[Entries drawn from a collection]
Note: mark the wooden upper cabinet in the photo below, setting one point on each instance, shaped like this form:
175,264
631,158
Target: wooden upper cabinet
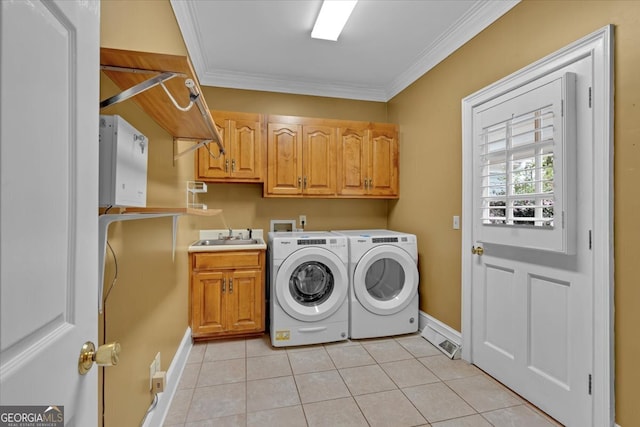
383,161
242,141
353,169
368,160
331,158
284,159
319,160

### Instructions to follow
Reproduce every line of the listing above without any alteration, omitting the pictures.

### Response to the exercise
Note: mark the wooden upper cabinet in the photo below, setting one point on each instance, shaped like this form:
175,264
631,158
Target: wooden upper cabinet
383,161
242,141
353,169
368,160
331,158
284,159
319,160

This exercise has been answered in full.